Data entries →
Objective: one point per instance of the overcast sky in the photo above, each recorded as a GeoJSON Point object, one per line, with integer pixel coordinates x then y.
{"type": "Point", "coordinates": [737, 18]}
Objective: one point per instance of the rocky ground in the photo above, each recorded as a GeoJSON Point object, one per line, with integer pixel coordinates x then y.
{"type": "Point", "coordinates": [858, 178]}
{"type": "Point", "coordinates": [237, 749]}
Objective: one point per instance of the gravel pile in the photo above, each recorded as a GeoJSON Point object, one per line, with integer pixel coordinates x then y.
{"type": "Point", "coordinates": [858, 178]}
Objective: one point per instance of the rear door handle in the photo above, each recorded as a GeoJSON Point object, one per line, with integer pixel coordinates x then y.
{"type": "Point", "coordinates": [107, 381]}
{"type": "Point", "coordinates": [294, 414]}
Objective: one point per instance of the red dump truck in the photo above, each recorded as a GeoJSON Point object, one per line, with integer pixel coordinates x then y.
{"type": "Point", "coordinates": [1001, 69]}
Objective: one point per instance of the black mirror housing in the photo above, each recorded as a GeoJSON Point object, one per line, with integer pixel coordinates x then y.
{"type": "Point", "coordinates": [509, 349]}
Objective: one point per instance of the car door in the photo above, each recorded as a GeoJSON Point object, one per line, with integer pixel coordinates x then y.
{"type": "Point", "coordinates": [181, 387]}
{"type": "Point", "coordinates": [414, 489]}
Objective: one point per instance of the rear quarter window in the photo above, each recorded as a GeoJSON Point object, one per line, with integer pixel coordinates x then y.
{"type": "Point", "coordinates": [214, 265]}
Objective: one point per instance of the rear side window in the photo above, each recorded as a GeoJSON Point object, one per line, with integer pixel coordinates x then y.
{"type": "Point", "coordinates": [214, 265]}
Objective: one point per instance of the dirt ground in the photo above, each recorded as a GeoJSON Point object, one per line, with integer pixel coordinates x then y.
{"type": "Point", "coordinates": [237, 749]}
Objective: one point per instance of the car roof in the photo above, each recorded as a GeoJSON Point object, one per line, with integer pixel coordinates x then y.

Set problem → Rewrite every one of the lines above, switching "integer pixel coordinates" to "whole-number pixel coordinates" wherever it occurs and leaving everything else unchanged.

Solution to this problem →
Objective: one point per instance of the overcast sky in the photo above, each recorded as a GeoJSON Point object, one per line, with whole-number pixel coordinates x then y.
{"type": "Point", "coordinates": [737, 18]}
Objective: one point per instance of the rocky ground in the photo above, each recorded as a GeoJSON Point object, one per line, with whole-number pixel coordinates x then y.
{"type": "Point", "coordinates": [858, 178]}
{"type": "Point", "coordinates": [237, 749]}
Objective: one point per instance of the gravel pile in the photo above, each recorded as a GeoJSON Point object, one per line, with whole-number pixel coordinates x then y.
{"type": "Point", "coordinates": [858, 178]}
Objective: one point per instance of the rear door handle in the photo above, each recorded as a GeoJSON Point object, one per line, with whole-number pixel coordinates x then y.
{"type": "Point", "coordinates": [107, 381]}
{"type": "Point", "coordinates": [294, 414]}
Objective: one point per instance of the red dump truck in the photo above, each recorded as a GeoJSON Point object, one per line, with whole-number pixel coordinates x then y.
{"type": "Point", "coordinates": [1001, 69]}
Objective: one point per instance of the black mirror housing in the photo above, each recorded as a GeoJSON Point object, one per line, with whole-number pixel coordinates x then y.
{"type": "Point", "coordinates": [509, 349]}
Objective: one point per instance of the car door in the photo above, each recorded as a GeoJSON Point object, one per line, with whole-number pixel coordinates x then y.
{"type": "Point", "coordinates": [181, 387]}
{"type": "Point", "coordinates": [414, 489]}
Objective: one point per instance of the rear quarter window in the photo above, each recorded as a GeoJSON Point object, one per line, with whole-number pixel coordinates x then y.
{"type": "Point", "coordinates": [214, 265]}
Objective: one point per instance of the rear side window in the photo above, each recorded as a GeoJSON Point object, one per line, with whole-number pixel coordinates x then y.
{"type": "Point", "coordinates": [214, 265]}
Objective: one point per instance of the dirt ground in the photo above, each recorded as a GeoJSON Point object, one per line, with whole-number pixel coordinates x then y.
{"type": "Point", "coordinates": [237, 749]}
Objective: one point per instance of the car roof in the photo above, each recorded as a GeoJSON Point object, one per line, with whole-number pixel coordinates x then y.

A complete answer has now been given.